● **REQUIREMENTS**: Please find every line in the rows below that contains the word "bare", and copy each of those lines.

● **SUPPLIED RECORDS**:
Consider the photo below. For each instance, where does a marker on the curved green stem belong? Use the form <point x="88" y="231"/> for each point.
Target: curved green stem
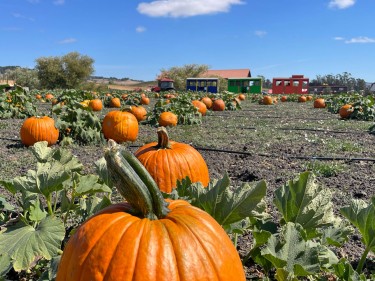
<point x="134" y="182"/>
<point x="362" y="260"/>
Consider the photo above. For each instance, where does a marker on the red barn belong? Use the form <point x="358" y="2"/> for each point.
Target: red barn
<point x="297" y="84"/>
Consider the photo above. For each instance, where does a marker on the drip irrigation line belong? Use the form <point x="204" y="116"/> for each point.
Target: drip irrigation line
<point x="268" y="117"/>
<point x="323" y="158"/>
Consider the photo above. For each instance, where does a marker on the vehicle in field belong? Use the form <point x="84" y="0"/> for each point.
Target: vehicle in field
<point x="297" y="84"/>
<point x="164" y="84"/>
<point x="205" y="84"/>
<point x="249" y="85"/>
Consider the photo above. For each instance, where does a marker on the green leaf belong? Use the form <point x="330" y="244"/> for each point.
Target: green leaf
<point x="102" y="171"/>
<point x="50" y="177"/>
<point x="302" y="201"/>
<point x="41" y="151"/>
<point x="36" y="213"/>
<point x="5" y="264"/>
<point x="289" y="251"/>
<point x="225" y="205"/>
<point x="345" y="272"/>
<point x="89" y="185"/>
<point x="24" y="243"/>
<point x="362" y="216"/>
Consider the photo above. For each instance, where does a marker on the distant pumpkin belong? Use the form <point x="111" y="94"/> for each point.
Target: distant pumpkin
<point x="37" y="128"/>
<point x="167" y="119"/>
<point x="121" y="126"/>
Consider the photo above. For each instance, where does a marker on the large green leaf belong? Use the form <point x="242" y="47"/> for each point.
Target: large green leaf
<point x="362" y="215"/>
<point x="302" y="201"/>
<point x="291" y="252"/>
<point x="41" y="151"/>
<point x="24" y="243"/>
<point x="224" y="204"/>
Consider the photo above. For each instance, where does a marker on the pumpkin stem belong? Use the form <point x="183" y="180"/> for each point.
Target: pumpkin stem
<point x="163" y="138"/>
<point x="134" y="183"/>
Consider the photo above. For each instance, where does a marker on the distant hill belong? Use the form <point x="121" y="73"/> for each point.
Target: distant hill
<point x="5" y="68"/>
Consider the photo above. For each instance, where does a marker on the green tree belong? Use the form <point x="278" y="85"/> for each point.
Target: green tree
<point x="68" y="71"/>
<point x="180" y="73"/>
<point x="23" y="76"/>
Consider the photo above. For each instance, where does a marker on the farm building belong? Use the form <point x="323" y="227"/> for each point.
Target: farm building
<point x="228" y="73"/>
<point x="297" y="84"/>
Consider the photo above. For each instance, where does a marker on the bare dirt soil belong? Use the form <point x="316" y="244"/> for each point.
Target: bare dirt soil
<point x="274" y="143"/>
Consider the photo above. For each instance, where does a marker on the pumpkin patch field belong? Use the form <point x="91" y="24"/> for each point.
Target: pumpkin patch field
<point x="288" y="195"/>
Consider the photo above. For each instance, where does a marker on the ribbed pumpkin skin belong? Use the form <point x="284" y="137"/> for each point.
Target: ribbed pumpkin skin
<point x="186" y="245"/>
<point x="218" y="105"/>
<point x="139" y="112"/>
<point x="36" y="129"/>
<point x="168" y="165"/>
<point x="345" y="111"/>
<point x="96" y="104"/>
<point x="120" y="126"/>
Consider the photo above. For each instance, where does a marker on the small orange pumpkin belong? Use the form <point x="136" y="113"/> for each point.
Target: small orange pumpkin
<point x="218" y="105"/>
<point x="319" y="103"/>
<point x="139" y="112"/>
<point x="96" y="104"/>
<point x="168" y="161"/>
<point x="346" y="110"/>
<point x="302" y="99"/>
<point x="37" y="128"/>
<point x="242" y="97"/>
<point x="202" y="108"/>
<point x="267" y="100"/>
<point x="145" y="100"/>
<point x="121" y="126"/>
<point x="115" y="102"/>
<point x="167" y="119"/>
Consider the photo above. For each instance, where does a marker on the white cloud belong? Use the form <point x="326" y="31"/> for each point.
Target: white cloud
<point x="360" y="39"/>
<point x="341" y="4"/>
<point x="59" y="2"/>
<point x="260" y="33"/>
<point x="140" y="29"/>
<point x="19" y="16"/>
<point x="68" y="41"/>
<point x="185" y="8"/>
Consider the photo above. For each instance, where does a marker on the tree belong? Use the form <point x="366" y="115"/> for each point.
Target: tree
<point x="179" y="74"/>
<point x="23" y="76"/>
<point x="68" y="71"/>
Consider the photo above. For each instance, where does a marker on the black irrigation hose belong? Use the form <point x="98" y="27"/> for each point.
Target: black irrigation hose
<point x="323" y="158"/>
<point x="268" y="117"/>
<point x="279" y="156"/>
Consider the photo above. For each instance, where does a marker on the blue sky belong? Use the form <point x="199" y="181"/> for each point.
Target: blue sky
<point x="136" y="39"/>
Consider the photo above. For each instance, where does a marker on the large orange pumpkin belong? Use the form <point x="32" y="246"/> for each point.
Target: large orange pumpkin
<point x="319" y="103"/>
<point x="346" y="110"/>
<point x="218" y="105"/>
<point x="168" y="161"/>
<point x="121" y="126"/>
<point x="36" y="129"/>
<point x="202" y="108"/>
<point x="148" y="238"/>
<point x="207" y="101"/>
<point x="167" y="119"/>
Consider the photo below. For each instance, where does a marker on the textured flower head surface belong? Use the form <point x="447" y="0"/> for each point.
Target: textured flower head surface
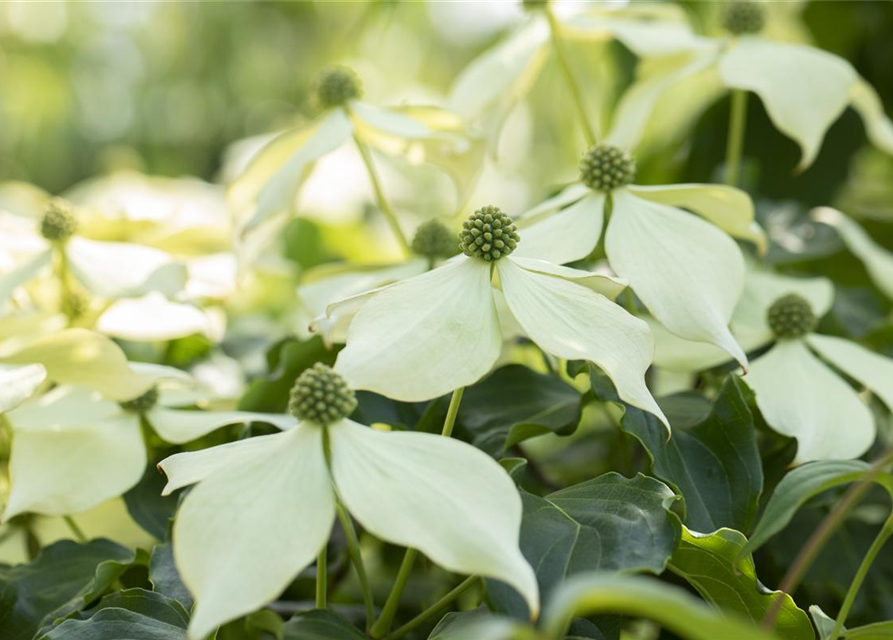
<point x="264" y="194"/>
<point x="804" y="89"/>
<point x="673" y="244"/>
<point x="799" y="394"/>
<point x="268" y="503"/>
<point x="427" y="335"/>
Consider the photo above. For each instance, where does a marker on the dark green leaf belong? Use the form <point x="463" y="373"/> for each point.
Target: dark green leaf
<point x="711" y="458"/>
<point x="708" y="563"/>
<point x="608" y="524"/>
<point x="516" y="403"/>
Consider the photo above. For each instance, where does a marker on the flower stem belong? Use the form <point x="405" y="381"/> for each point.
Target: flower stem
<point x="464" y="586"/>
<point x="383" y="204"/>
<point x="383" y="624"/>
<point x="321" y="578"/>
<point x="735" y="141"/>
<point x="564" y="63"/>
<point x="353" y="549"/>
<point x="867" y="561"/>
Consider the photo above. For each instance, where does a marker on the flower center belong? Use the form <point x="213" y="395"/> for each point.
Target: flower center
<point x="433" y="240"/>
<point x="58" y="223"/>
<point x="322" y="396"/>
<point x="791" y="316"/>
<point x="488" y="234"/>
<point x="743" y="16"/>
<point x="336" y="86"/>
<point x="606" y="167"/>
<point x="142" y="403"/>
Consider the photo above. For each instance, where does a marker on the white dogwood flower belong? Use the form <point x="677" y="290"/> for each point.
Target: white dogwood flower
<point x="428" y="335"/>
<point x="799" y="394"/>
<point x="263" y="508"/>
<point x="685" y="268"/>
<point x="804" y="89"/>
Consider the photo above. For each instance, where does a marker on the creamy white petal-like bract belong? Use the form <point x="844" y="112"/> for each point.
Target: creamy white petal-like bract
<point x="425" y="336"/>
<point x="443" y="497"/>
<point x="877" y="260"/>
<point x="566" y="235"/>
<point x="244" y="533"/>
<point x="122" y="270"/>
<point x="687" y="272"/>
<point x="869" y="368"/>
<point x="803" y="88"/>
<point x="575" y="323"/>
<point x="802" y="398"/>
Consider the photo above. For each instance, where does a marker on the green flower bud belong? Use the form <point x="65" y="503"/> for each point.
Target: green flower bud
<point x="791" y="316"/>
<point x="322" y="396"/>
<point x="488" y="234"/>
<point x="58" y="223"/>
<point x="606" y="167"/>
<point x="743" y="16"/>
<point x="337" y="85"/>
<point x="433" y="240"/>
<point x="142" y="403"/>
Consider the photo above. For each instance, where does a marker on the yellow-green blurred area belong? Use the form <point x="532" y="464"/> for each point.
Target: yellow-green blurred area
<point x="166" y="87"/>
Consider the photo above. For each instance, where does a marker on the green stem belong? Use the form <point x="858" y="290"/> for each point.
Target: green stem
<point x="867" y="561"/>
<point x="383" y="624"/>
<point x="735" y="141"/>
<point x="353" y="549"/>
<point x="380" y="198"/>
<point x="564" y="63"/>
<point x="321" y="578"/>
<point x="420" y="619"/>
<point x="75" y="529"/>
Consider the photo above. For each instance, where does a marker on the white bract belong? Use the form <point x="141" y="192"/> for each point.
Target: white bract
<point x="685" y="267"/>
<point x="430" y="334"/>
<point x="799" y="394"/>
<point x="267" y="505"/>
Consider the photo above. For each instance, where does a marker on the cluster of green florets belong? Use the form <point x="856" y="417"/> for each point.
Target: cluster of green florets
<point x="606" y="167"/>
<point x="142" y="403"/>
<point x="743" y="16"/>
<point x="322" y="396"/>
<point x="791" y="316"/>
<point x="488" y="234"/>
<point x="433" y="240"/>
<point x="336" y="86"/>
<point x="58" y="223"/>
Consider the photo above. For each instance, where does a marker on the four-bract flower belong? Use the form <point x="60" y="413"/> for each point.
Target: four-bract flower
<point x="798" y="393"/>
<point x="265" y="192"/>
<point x="803" y="88"/>
<point x="426" y="336"/>
<point x="685" y="268"/>
<point x="263" y="508"/>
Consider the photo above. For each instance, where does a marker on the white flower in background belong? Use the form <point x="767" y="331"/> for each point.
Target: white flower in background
<point x="495" y="81"/>
<point x="804" y="89"/>
<point x="878" y="261"/>
<point x="73" y="448"/>
<point x="264" y="194"/>
<point x="263" y="508"/>
<point x="685" y="268"/>
<point x="426" y="336"/>
<point x="799" y="394"/>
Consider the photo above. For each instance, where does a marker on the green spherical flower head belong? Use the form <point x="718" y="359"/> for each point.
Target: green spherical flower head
<point x="322" y="396"/>
<point x="606" y="167"/>
<point x="337" y="85"/>
<point x="791" y="316"/>
<point x="743" y="16"/>
<point x="488" y="234"/>
<point x="58" y="223"/>
<point x="142" y="403"/>
<point x="433" y="240"/>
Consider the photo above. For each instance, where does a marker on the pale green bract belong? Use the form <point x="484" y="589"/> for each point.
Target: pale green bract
<point x="268" y="504"/>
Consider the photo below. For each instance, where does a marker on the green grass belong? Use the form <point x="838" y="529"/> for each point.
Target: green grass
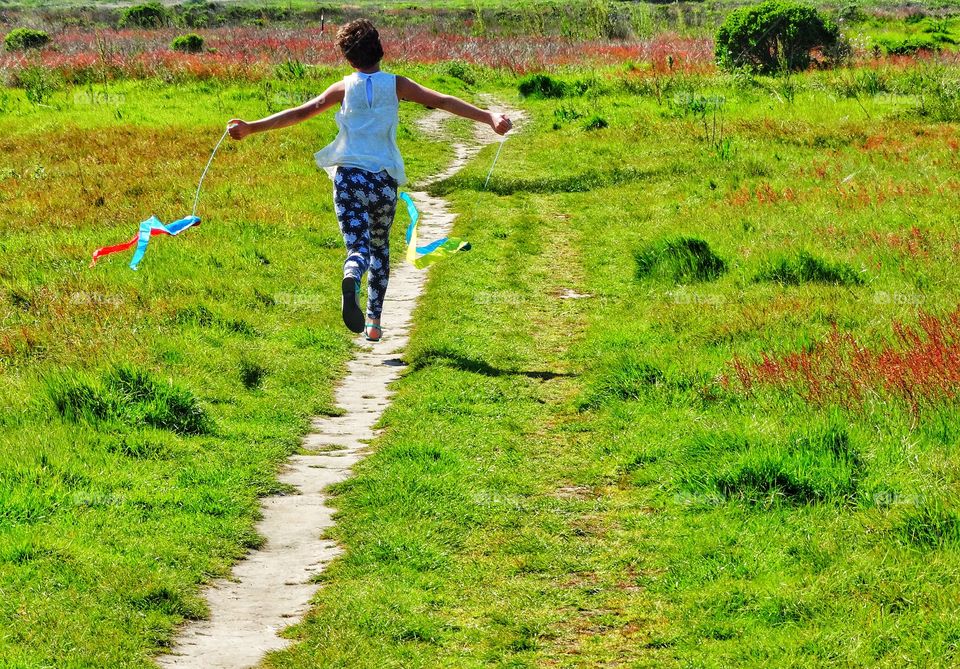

● **EXERCISE ANSWER**:
Consider the photo above. For each instance, where does a marker on the bare dirt soil belong? Use the form <point x="316" y="244"/> for each point.
Target: bare dirt soil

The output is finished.